Último poste da série > 8 DE MAIO DE 2022  Guiné 61/74 - P23245: Agenda cultural (811): Tabanca dos Melros, Fânzeres, Gondomar, 11 de junho de 2022, sábado, 11h00: Luís Graça apresenta o livro do Joaquim Costa, "Memórias de Guerra de um Tigre Azul"

domingo, 20 de março de 2022

Guiné 61/74 - P23095: Antologia (85): Operação Crocodilo, Guiné-Bissau, junho/julho de 1998 (Revista da Armada, julho de 2013): Em 44 dias de missão e em 23 operações, foram resgatados 3487 refugiados, com o apoio do navio de carga "Ponta de Sagres" da Portline (Correio da Manhã, 17/2/2007)

1. OPERACÃO CROCODILO 

Revista da Armada, julho de 2013, pág. 20

(Com a devida vénia...) (**)

Em 7 de junho de 1998 desencadeou-se na Guiné-Bissau um conflito interno entre forças militares leais ao Governo do Presidente Nino Vieira e aquelas que se viriam a agrupar e torno de uma “Junta Militar” liderada pelo general Ansumane Mane.

A fim de efetuar o rápido resgate de cidadãos portugueses e de países amigos que, fruto da elevada insegurança criada pelo conflito, pretendessem abandonar a Guiné-Bissau, o Estado Português colocou em curso a Operação Crocodilo. (*)

(CONJUNTO DE TAREFAS):
a) No texto sobre a Operação Crocodilo, reescreva de forma mais breve, por favor, o parágrafo que começa por "Em 7 de junho de 1998", mantendo os factos principais.
b) Retome o texto sobre a Operação Crocodilo logo a seguir à sua última frase.

Entradas de dados armazenados
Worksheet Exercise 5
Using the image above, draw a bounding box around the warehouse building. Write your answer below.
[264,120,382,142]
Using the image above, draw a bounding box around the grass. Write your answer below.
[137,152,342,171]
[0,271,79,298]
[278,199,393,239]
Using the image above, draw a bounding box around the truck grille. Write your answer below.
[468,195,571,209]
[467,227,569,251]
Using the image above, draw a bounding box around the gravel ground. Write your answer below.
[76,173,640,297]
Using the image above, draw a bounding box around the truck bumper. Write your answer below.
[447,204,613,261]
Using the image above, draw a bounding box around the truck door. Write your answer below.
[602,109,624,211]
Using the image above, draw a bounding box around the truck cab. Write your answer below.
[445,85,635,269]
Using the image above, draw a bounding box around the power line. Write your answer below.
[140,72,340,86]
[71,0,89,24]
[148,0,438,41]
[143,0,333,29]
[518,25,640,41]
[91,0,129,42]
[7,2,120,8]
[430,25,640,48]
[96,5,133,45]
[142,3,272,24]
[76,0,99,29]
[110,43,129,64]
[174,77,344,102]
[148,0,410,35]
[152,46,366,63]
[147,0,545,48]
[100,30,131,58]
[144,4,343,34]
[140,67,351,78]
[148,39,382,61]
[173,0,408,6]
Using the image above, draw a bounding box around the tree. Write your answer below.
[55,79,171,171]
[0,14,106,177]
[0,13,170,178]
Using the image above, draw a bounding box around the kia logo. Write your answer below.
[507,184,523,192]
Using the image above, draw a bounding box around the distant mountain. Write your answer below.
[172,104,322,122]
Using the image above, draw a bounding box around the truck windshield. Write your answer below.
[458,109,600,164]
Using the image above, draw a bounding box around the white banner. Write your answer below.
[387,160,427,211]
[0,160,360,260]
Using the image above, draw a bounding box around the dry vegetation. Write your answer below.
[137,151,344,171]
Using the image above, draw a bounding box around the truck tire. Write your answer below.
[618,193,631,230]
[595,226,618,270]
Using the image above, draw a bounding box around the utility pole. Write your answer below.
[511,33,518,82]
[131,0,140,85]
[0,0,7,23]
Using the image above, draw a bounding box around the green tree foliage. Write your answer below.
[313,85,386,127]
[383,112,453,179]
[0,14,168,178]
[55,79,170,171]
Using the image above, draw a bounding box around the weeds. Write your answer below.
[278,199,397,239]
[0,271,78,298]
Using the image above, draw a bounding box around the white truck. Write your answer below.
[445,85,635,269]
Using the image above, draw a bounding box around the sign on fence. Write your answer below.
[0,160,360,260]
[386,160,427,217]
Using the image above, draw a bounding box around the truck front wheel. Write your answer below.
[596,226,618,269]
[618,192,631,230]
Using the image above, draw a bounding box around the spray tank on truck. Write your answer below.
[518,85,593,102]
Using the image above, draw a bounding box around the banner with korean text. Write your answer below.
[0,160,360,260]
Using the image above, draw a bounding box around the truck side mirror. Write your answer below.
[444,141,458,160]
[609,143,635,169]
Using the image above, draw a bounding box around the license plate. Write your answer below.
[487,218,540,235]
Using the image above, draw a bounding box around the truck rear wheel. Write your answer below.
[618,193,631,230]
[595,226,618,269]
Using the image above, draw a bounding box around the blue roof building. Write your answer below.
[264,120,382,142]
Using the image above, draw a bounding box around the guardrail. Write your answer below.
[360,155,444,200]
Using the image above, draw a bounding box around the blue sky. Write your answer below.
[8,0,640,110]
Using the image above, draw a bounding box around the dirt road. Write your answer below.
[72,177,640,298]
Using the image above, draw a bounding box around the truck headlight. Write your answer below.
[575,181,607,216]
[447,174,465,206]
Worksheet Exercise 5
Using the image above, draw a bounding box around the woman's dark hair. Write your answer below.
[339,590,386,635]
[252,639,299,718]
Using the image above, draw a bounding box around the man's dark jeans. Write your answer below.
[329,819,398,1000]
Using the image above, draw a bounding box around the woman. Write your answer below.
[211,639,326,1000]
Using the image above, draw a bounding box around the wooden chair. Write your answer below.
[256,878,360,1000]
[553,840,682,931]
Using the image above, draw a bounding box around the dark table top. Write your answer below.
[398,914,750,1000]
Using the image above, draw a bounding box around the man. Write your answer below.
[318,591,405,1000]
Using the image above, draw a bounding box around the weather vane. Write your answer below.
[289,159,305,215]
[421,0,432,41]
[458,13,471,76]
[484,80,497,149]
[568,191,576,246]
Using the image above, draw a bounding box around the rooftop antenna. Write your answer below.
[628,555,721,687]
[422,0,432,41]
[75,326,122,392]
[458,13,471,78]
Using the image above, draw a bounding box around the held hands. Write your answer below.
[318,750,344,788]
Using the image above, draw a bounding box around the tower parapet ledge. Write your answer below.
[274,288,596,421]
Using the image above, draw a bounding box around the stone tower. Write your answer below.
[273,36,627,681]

(RESPOSTAS ÀS TAREFAS):
a) A 7 de junho de 1998 começou na Guiné-Bissau um conflito interno entre militares leais ao Governo do Presidente Nino Vieira e forças que se viriam a agrupar numa "Junta Militar" liderada pelo general Ansumane Mane.

b)
Esta operação envolveu uma força conjunta dos três ramos das Forças Armadas, sendo a componente naval constituída pela fragata Vasco da Gama, com dois helicópteros Lynx Mk95 embarcados, pelas corvetas Honório Barreto e João Coutinho e o navio reabastecedor Bérrio. Comandava esta força naval o CMG Melo Gomes.

De forma intensiva e, muitas vezes, simultânea (1), as duas aeronaves foram utilizadas em diversas missões de embarque de cidadãos nacionais e de países amigos para os navios da força naval, na distribuição de ajuda humanitária em diversos locais do território guineense, e em algumas missões de reconhecimento.

Uma das missões de recolha de cidadãos nacionais realizadas pelos dois helicópteros levou-os a cruzarem grande parte do território da Guiné-Bissau até aos Rápidos do Saltinho, nas proximidadesda fronteira com a Guiné-Conacri. 

Após um trânsito realizado a muito baixa altitude, sobrevoandoas vastas e densas florestas guineenses e utilizando a cobertura dos braços de rio e das copas das árvores para evitar uma desnecessária exposição, os helicópteros tomaram imediato contacto com grupos armados da “Junta Militar” logo que aterraram no local de recolha. Desembarcada diversa ajuda humanitária e recolhidos os passageiros ali presentes,  regressaram à Vasco da Gama sãos e salvos.

De referir que as cartas de navegação aérea disponíveis eram fotocópias a preto e branco de cartas aeronáuticas que datavam do início dos anos setenta (2). Sendo que naquela área do globo ocorre frequente perda de cobertura GPS, as aeronaves realizaram grande parte da operação com recurso a procedimentos de navegação tática meramente visual (carta-terreno).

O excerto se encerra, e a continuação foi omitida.